Referring expression pointing data

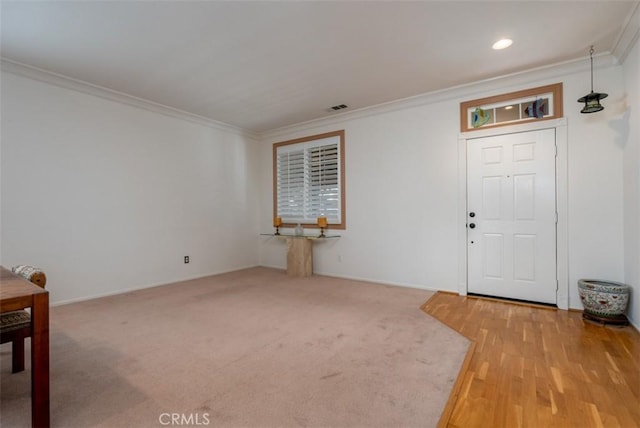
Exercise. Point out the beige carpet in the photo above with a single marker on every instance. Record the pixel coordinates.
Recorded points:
(253, 348)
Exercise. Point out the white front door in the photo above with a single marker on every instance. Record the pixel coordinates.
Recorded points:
(511, 216)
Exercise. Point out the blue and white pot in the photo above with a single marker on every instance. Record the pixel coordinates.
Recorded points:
(603, 298)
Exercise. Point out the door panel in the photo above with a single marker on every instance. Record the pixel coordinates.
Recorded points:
(511, 242)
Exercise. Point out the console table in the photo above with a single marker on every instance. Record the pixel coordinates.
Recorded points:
(300, 252)
(17, 293)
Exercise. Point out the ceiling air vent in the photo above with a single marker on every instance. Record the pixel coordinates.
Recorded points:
(338, 107)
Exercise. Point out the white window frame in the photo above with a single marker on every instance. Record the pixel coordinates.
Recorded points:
(299, 177)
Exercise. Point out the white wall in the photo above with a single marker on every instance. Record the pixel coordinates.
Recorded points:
(629, 126)
(402, 186)
(107, 197)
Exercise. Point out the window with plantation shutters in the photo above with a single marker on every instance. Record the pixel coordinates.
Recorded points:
(309, 180)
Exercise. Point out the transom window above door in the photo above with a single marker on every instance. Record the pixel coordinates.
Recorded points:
(308, 180)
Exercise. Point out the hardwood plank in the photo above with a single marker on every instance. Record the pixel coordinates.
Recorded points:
(539, 367)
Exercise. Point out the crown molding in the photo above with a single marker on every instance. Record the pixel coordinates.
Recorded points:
(629, 35)
(549, 73)
(24, 70)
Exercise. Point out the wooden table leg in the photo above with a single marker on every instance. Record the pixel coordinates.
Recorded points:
(40, 416)
(299, 257)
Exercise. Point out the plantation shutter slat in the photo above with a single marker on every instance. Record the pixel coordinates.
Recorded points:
(308, 181)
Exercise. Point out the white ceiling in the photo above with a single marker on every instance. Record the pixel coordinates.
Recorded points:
(264, 65)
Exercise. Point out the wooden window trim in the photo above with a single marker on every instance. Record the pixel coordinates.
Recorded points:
(343, 212)
(555, 88)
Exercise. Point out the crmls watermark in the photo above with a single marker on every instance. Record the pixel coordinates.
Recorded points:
(182, 419)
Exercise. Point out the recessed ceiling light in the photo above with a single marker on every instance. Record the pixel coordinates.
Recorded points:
(502, 43)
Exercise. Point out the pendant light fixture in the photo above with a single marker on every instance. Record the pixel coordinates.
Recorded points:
(592, 101)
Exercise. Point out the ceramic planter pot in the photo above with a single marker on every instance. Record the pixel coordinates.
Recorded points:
(603, 298)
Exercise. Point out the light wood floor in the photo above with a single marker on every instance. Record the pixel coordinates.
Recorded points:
(539, 367)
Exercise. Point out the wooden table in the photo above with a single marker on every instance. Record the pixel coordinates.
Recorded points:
(300, 252)
(17, 293)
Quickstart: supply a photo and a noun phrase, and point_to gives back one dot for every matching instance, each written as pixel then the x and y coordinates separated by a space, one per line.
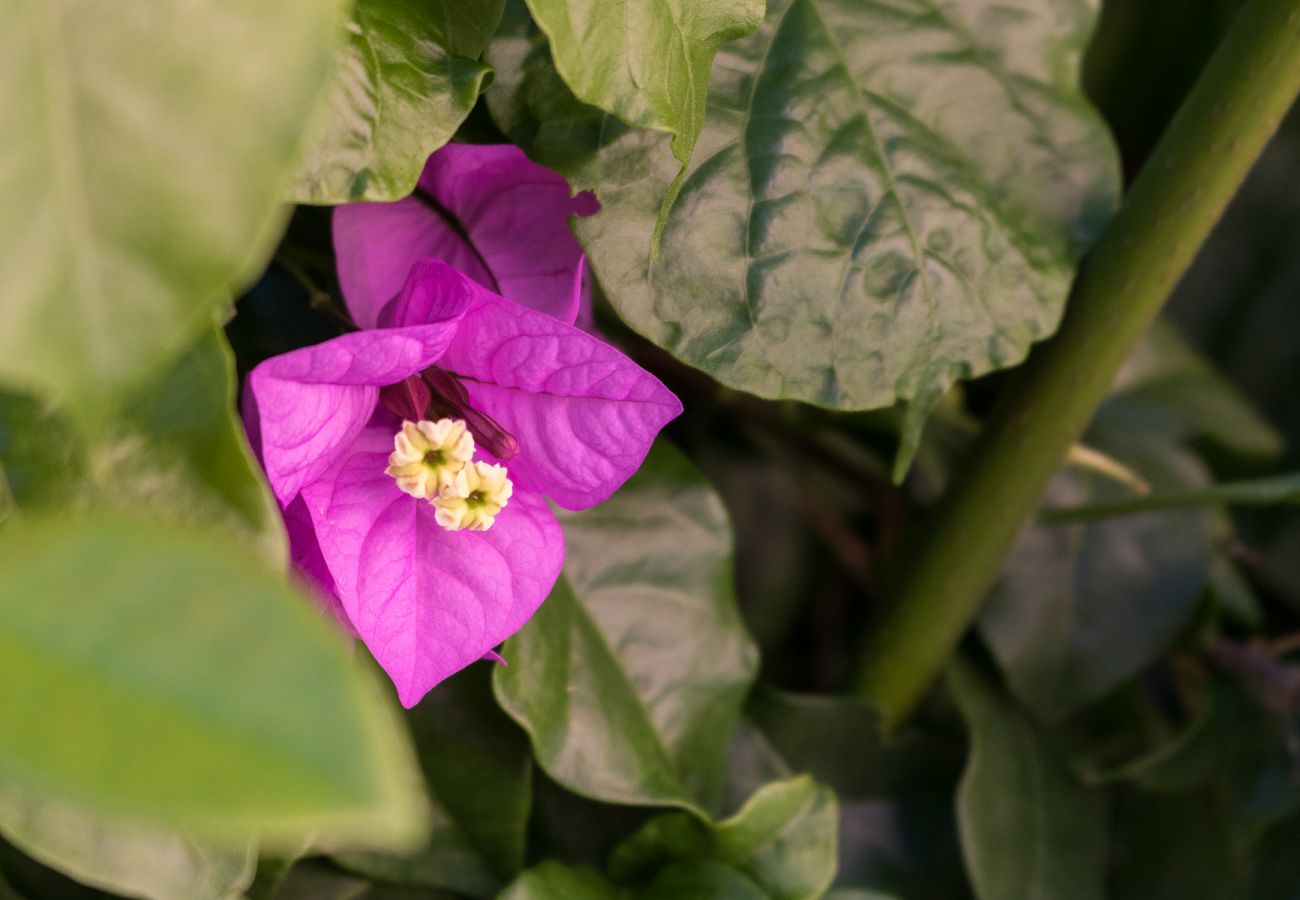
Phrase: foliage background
pixel 1117 727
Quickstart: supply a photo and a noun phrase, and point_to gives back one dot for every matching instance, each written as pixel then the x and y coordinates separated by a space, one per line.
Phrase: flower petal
pixel 486 210
pixel 428 601
pixel 584 414
pixel 303 407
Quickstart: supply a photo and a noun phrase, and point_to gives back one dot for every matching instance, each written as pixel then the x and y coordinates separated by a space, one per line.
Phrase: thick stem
pixel 1207 151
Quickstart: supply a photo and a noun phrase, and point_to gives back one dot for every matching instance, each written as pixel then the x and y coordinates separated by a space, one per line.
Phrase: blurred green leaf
pixel 1168 389
pixel 555 879
pixel 1028 827
pixel 1080 608
pixel 397 98
pixel 172 449
pixel 146 147
pixel 783 839
pixel 463 27
pixel 479 771
pixel 884 198
pixel 118 856
pixel 1174 847
pixel 1255 492
pixel 164 678
pixel 648 64
pixel 631 678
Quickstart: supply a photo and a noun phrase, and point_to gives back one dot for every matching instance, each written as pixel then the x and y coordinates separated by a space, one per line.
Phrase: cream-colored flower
pixel 473 498
pixel 428 455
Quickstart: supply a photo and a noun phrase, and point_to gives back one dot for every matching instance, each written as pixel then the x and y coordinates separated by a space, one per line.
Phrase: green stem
pixel 1207 151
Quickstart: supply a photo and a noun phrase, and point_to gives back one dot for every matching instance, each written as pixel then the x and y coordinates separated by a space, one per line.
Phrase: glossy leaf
pixel 1028 829
pixel 397 98
pixel 555 879
pixel 147 146
pixel 1080 608
pixel 783 839
pixel 163 676
pixel 884 198
pixel 645 63
pixel 463 27
pixel 479 771
pixel 122 857
pixel 631 676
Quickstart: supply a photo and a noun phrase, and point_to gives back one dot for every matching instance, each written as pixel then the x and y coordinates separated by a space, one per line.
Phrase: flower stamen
pixel 428 455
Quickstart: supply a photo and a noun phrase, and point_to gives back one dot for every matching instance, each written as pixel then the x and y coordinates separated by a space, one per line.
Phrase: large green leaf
pixel 146 147
pixel 1080 608
pixel 479 771
pixel 631 678
pixel 646 63
pixel 1030 831
pixel 397 98
pixel 163 676
pixel 884 198
pixel 122 857
pixel 172 448
pixel 783 839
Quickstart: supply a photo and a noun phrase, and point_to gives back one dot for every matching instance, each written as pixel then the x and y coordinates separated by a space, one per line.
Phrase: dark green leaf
pixel 783 839
pixel 146 147
pixel 479 771
pixel 648 64
pixel 398 96
pixel 122 857
pixel 1256 492
pixel 1082 608
pixel 631 678
pixel 164 676
pixel 885 197
pixel 1028 829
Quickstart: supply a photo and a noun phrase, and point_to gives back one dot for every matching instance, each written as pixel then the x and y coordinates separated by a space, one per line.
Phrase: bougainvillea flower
pixel 489 212
pixel 434 569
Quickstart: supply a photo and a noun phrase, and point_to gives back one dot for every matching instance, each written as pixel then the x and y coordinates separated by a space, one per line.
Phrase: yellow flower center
pixel 428 455
pixel 473 498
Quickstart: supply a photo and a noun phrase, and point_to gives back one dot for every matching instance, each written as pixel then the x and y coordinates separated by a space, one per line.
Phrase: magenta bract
pixel 579 415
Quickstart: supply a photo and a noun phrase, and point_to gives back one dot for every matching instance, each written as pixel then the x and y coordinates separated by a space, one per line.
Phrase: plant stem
pixel 1182 190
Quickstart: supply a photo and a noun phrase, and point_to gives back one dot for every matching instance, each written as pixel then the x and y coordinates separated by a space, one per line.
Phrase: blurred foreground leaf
pixel 398 96
pixel 152 673
pixel 631 678
pixel 146 147
pixel 118 856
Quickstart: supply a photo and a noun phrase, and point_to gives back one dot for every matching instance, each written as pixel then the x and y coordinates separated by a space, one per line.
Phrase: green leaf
pixel 1174 847
pixel 117 856
pixel 163 676
pixel 783 839
pixel 555 879
pixel 173 449
pixel 463 27
pixel 631 678
pixel 397 98
pixel 146 148
pixel 1028 829
pixel 885 197
pixel 1168 388
pixel 1080 608
pixel 648 64
pixel 479 773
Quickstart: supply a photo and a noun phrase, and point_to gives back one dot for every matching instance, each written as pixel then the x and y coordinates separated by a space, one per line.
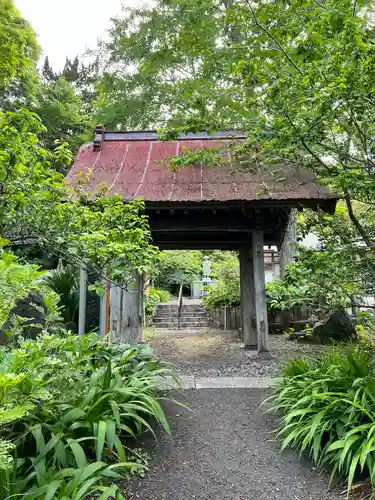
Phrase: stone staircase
pixel 193 316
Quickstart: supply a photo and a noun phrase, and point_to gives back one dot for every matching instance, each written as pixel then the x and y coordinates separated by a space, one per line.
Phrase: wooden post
pixel 103 312
pixel 131 313
pixel 82 301
pixel 260 292
pixel 249 332
pixel 115 314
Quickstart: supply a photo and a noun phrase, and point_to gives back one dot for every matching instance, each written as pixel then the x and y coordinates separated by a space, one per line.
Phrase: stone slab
pixel 233 382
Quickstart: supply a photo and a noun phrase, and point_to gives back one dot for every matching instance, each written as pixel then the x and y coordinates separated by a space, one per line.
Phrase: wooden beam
pixel 82 300
pixel 247 298
pixel 260 291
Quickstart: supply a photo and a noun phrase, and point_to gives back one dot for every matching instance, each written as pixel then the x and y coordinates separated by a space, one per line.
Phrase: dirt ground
pixel 215 352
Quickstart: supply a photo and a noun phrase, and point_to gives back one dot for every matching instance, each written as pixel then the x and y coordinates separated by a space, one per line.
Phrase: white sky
pixel 69 27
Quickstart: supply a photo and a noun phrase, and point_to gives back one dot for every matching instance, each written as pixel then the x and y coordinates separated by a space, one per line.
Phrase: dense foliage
pixel 68 406
pixel 226 291
pixel 178 268
pixel 152 299
pixel 328 408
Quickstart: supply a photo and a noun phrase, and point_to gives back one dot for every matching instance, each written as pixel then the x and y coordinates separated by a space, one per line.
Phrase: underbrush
pixel 69 405
pixel 328 411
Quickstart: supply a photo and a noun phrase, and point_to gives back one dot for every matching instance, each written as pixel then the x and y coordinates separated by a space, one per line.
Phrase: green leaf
pixel 100 439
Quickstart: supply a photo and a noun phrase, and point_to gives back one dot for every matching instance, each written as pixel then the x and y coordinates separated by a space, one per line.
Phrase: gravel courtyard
pixel 223 448
pixel 214 353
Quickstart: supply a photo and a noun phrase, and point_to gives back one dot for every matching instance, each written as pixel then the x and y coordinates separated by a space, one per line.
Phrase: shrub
pixel 68 406
pixel 151 301
pixel 328 408
pixel 65 283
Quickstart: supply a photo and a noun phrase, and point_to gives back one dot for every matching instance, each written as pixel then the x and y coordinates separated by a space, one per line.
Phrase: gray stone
pixel 337 327
pixel 232 382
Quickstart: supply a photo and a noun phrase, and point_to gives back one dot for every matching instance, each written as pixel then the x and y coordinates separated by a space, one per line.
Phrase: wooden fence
pixel 230 319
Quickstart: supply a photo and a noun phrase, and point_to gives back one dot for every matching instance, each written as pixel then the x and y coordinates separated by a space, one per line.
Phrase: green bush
pixel 68 405
pixel 328 408
pixel 151 301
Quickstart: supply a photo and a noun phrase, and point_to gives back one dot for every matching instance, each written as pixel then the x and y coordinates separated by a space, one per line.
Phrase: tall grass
pixel 68 405
pixel 328 408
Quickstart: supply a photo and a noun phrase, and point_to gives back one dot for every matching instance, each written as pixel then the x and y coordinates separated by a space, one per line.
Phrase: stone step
pixel 186 307
pixel 190 321
pixel 174 314
pixel 173 325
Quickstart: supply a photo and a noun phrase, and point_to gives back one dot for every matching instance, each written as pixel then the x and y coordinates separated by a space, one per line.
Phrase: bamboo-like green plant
pixel 328 411
pixel 68 404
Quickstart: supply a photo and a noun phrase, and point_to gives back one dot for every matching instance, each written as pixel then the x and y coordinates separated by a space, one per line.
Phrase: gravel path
pixel 215 353
pixel 224 450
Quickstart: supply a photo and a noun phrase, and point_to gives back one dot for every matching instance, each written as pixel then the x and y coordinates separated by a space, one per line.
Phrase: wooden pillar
pixel 103 311
pixel 126 312
pixel 116 293
pixel 82 301
pixel 249 332
pixel 260 291
pixel 131 318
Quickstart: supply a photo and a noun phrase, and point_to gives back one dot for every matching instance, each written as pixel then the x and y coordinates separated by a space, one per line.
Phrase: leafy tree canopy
pixel 171 60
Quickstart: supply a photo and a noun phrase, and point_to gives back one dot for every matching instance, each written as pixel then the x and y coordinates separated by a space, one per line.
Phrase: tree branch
pixel 268 33
pixel 356 222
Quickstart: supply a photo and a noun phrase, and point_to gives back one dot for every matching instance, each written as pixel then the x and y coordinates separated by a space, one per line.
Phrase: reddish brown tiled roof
pixel 130 165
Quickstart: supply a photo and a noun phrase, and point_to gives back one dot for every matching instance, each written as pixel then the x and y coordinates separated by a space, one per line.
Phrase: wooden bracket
pixel 98 138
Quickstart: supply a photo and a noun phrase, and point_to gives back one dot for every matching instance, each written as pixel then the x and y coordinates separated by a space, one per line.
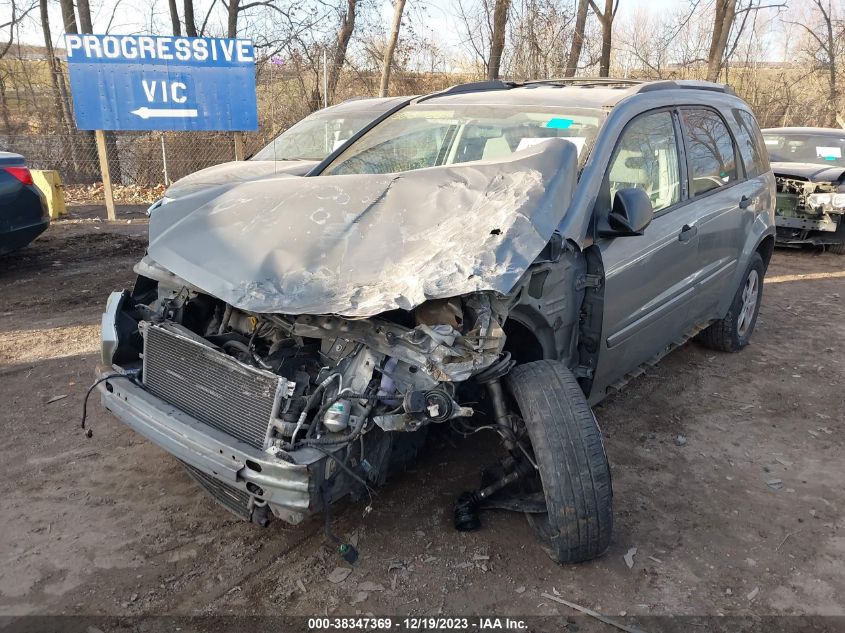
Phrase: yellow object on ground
pixel 50 184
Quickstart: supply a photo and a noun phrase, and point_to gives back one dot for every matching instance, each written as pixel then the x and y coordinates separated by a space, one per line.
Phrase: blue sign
pixel 144 82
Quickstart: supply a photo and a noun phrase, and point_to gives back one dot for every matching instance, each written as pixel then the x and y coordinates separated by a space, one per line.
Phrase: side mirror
pixel 631 213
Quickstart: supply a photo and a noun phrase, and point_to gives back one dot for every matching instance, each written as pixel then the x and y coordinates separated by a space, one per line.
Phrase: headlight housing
pixel 817 200
pixel 158 203
pixel 822 200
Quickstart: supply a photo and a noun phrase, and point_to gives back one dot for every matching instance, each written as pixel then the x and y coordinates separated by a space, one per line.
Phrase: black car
pixel 23 208
pixel 809 164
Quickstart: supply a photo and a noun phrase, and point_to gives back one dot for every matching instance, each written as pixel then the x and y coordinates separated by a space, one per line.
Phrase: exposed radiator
pixel 210 385
pixel 234 500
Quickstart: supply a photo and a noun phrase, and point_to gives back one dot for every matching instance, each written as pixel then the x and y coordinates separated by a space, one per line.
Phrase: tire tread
pixel 568 447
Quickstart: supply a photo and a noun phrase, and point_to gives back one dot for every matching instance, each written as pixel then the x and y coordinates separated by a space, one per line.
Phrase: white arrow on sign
pixel 149 113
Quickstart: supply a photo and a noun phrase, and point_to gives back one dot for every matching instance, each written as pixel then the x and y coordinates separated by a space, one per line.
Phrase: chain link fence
pixel 141 164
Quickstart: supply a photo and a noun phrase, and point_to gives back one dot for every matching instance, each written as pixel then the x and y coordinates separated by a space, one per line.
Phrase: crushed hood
pixel 236 171
pixel 358 245
pixel 812 172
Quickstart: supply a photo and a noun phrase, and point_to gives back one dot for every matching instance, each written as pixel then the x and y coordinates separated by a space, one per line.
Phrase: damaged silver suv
pixel 494 257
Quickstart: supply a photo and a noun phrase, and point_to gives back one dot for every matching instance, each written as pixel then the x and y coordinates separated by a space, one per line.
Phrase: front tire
pixel 733 332
pixel 572 463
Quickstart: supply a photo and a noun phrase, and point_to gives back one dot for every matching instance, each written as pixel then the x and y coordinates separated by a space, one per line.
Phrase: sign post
pixel 144 82
pixel 103 155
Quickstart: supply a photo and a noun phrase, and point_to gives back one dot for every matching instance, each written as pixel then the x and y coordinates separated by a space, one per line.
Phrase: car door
pixel 650 278
pixel 725 203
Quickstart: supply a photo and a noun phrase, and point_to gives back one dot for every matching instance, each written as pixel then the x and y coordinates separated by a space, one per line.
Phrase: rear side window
pixel 750 143
pixel 710 151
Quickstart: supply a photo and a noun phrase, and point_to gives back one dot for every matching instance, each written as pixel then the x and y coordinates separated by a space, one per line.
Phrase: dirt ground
pixel 744 517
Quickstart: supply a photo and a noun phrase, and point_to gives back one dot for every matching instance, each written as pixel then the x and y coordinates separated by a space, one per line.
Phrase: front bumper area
pixel 256 477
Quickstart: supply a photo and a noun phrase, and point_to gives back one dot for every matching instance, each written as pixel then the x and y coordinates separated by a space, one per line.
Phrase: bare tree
pixel 233 8
pixel 190 22
pixel 398 9
pixel 85 23
pixel 344 34
pixel 497 41
pixel 606 20
pixel 60 104
pixel 723 20
pixel 175 24
pixel 577 39
pixel 827 45
pixel 68 16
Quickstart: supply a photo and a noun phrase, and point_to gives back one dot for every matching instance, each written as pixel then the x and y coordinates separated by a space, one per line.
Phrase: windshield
pixel 426 135
pixel 316 136
pixel 822 149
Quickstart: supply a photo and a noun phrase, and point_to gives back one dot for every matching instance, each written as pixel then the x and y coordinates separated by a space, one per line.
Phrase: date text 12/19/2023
pixel 422 623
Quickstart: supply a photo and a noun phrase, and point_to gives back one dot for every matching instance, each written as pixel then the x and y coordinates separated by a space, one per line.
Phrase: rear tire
pixel 733 332
pixel 572 463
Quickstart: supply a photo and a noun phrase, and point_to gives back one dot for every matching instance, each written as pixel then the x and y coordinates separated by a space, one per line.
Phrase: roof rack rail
pixel 475 86
pixel 685 84
pixel 597 81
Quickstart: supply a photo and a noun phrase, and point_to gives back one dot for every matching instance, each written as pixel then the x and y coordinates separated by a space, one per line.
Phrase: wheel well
pixel 521 342
pixel 766 248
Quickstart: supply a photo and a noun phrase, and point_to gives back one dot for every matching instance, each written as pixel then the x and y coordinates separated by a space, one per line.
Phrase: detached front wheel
pixel 573 467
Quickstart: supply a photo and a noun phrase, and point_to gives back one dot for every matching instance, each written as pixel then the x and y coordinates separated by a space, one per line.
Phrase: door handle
pixel 688 232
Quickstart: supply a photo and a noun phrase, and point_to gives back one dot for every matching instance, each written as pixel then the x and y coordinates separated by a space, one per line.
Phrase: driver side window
pixel 646 157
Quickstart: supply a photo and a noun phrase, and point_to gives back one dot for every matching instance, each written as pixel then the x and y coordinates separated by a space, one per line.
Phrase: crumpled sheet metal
pixel 234 172
pixel 360 245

_What is needed_
Search the records for the word "plantation". Copy every line that has it.

_Expected answer_
Exercise. Point out the window with plantation shutters in the photo above with a single marker on every instance. Record the pixel coordinates.
Exercise. Point out the plantation shutter slat in the photo above with a single marker on every instance. Record the pixel coordinates.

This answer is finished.